ARTIKEL:
•••••

Was der Krieg mit Menschen macht

Unter der Überschrift "Was hat der Krieg mit dir gemacht?" geben die "Gaza-Monologe" erschütternde Einblicke in das Leben Jugendlicher in Gaza. Das Theaterstück wurde in 40 Städten weltweit aufgeführt.

Von Bettina Marx

​​Meterhohe graue Betonwände begrenzen die halbrunde Bühne im Saal C der Berliner Schaubühne. Sie dienen als spärliche aber eindrucksvolle Kulisse für das Stück "Gaza-Monologe", das hier nur ein einziges Mal aufgeführt wird. In den Zuschauerrängen sitzt ein bunt gemischtes Publikum, die ersten Reihen sind für Angehörige der arabischen Botschaften in Berlin reserviert.

Die jungen Schauspieler sind barfuß. Sie tragen einfache Jeans und T-Shirts, die meisten Mädchen haben langes Haar, locker zusammengebunden oder hochgesteckt.

Aus den Lautsprechern dringt verhalten arabische Musik, die langsam verklingt, während die Schauspieler vortreten und sich vorstellen: "Mein Name ist Marie und ich spreche heute für Jasmin." "Ich bin Fabian und ich spreche den Monolog für Hanan." "Ich bin Alex und ich spreche für Tamer", "Flora für Suha."

Fast zwanzig junge Schauspieler von verschiedenen Berliner Jugendtheatern sprechen Texte, die Altersgenossen im Gazastreifen geschrieben haben.

"Im Ganzen sterben"

Zu hören sind Zitate wie dieses: "Unser Traum ist es, einen guten Tod zu sterben und nicht ein gutes Leben zu leben", oder: "Wer wird zu meinem Begräbnis kommen?" Oder: "Ich möchte im Ganzen sterben und nicht in Hundert Stücke gerissen werden."

•••••

AUSZUG DATENSATZ:
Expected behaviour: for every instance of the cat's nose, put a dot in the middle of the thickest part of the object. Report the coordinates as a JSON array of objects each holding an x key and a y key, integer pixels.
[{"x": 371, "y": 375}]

•••••

AUFGABEN:
1. In wie vielen Städten weltweit wurde das Theaterstück laut dem Artikel über die Gaza-Monologe aufgeführt?
2. Schreibe den Artikel über die Gaza-Monologe im Anschluss an seinen letzten Satz weiter.
Das Material steht für sich und hat mit dem Artikel nichts zu tun.

ERGEBNISSE:
1. In 40 Städten.

2.
Es sind Monologe voller Angst und Verzweiflung, aber auch voller Träume. Sie sind entstanden nach dem Gazakrieg um die Jahreswende 2008/2009.

Unter der Überschrift "Was hat der Krieg mit dir gemacht" bieten sie erschütternde Einblicke in das tägliche Leben während des Krieges und danach.

Die Idee für die Aufführung stammt von "Ashtar", einer Nichtregierungsorganisation, die in Ramallah, Ostjerusalem und Gaza eine Schauspielausbildung anbietet und an der Entwicklung des palästinensischen Theaters arbeitet. Da die Jugendlichen den Gazastreifen nicht verlassen können, hat Ashtar über 40 Theater auf allen Kontinenten dafür gewonnen, die Texte gleichzeitig mit jungen lokalen Schauspielern zu präsentieren.

In Berlin haben Jugendliche verschiedener Jugendtheaterclubs an der Aufführung mitgewirkt. Inszeniert wurde das Stück von der Theaterregisseurin Lydia Ziemke und der Theaterpädagogin Uta Plate. Die Arbeit an dem Stück und mit den Jugendlichen sei ein großartiges Geschenk gewesen, sagt Plate.

Verschiedene Welten

Nur elf Tage lang hatten die Jugendlichen Zeit, das Stück zu proben, berichtet Regisseurin Ziemke. Zuvor aber mussten sie viel lernen über Gaza und seine Bewohner, über den Krieg und das Alltagsleben.

"Die erste große Erfahrung war: Es ist wunderbar, das tägliche Leben der Menschen kennenzulernen, Persönliches zu hören, jenseits von Politik, Staatengebilden und Mauern. Es ging um die Frage: Wie geht es unseren Altersgenossen?", erklärt Ziemke. Es sei für sie der größte Anreiz gewesen, dies herauszufinden und sich dazu in Beziehung zu setzen.

​​Zudem hätten die Jugendlichen nicht viel über die Situation in Gaza gewusst: "Das haben wir langsam in Gesprächen versucht, verständlich zu machen. Das ist natürlich alles sehr kompliziert", erinnert sich die Regisseurin.

Bei einem gemeinsamen Wochenende wurden die jungen Schauspieler auf das Leben ihrer Altersgenossen im Gazastreifen eingestimmt. Immer wieder stellten sie sich dabei die Frage: "Wie wäre es, wenn hier bei uns Krieg wäre?"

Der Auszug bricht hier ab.